Task to complete:
Copy out verbatim the part of the records that opens with the line containing "Spot the asphalt" and closes with the line containing "273], [202, 284]]", both of those lines included.

Entries:
▶
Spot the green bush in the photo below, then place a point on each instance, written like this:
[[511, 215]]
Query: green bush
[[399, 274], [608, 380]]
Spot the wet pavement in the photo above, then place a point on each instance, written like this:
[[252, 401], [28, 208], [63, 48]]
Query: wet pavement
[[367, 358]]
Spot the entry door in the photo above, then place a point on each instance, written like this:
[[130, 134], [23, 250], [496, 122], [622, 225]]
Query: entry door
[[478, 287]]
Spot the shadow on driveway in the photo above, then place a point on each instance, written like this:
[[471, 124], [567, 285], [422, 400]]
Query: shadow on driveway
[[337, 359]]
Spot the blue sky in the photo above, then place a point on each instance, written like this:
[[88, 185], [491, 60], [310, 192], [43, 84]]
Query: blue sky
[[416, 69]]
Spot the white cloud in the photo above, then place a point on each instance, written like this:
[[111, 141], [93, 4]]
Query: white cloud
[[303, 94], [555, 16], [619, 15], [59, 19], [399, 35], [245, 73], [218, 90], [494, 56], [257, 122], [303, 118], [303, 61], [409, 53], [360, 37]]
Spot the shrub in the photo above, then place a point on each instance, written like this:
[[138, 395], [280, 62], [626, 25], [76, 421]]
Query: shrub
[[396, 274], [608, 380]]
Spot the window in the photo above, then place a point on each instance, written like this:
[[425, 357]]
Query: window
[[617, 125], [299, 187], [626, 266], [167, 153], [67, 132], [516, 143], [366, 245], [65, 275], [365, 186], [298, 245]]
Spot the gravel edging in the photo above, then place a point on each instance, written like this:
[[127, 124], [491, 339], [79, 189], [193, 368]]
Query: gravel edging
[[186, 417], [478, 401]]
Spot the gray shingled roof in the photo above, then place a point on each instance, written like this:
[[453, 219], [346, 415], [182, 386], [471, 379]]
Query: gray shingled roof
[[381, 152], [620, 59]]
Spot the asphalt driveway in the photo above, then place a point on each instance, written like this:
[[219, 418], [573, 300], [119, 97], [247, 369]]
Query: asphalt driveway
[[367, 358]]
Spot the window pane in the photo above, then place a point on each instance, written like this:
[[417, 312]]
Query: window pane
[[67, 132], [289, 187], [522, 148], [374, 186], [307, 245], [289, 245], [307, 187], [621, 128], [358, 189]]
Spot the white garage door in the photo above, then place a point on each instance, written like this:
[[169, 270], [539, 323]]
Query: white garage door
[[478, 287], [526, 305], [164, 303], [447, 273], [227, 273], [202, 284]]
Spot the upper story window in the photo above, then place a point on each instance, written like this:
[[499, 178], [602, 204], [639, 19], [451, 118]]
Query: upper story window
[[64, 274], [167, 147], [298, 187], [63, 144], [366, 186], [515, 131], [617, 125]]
◀
Result of the task:
Spot the asphalt driveway in the photo above, then place a point on each instance, written like this:
[[219, 418], [573, 300], [119, 97], [247, 369]]
Query: asphalt driveway
[[367, 358]]
Spot the window pane in the photo above, then place a point on each instance, written like this:
[[417, 312]]
Query: window pane
[[67, 132], [289, 187], [522, 148], [374, 186], [307, 245], [289, 245], [307, 187], [621, 128], [358, 189]]
Spot the white garage door in the photo above, then place a point on each instance, written like this:
[[169, 270], [539, 323]]
Query: white garage door
[[478, 287], [526, 305], [164, 303], [447, 273], [227, 273], [202, 284]]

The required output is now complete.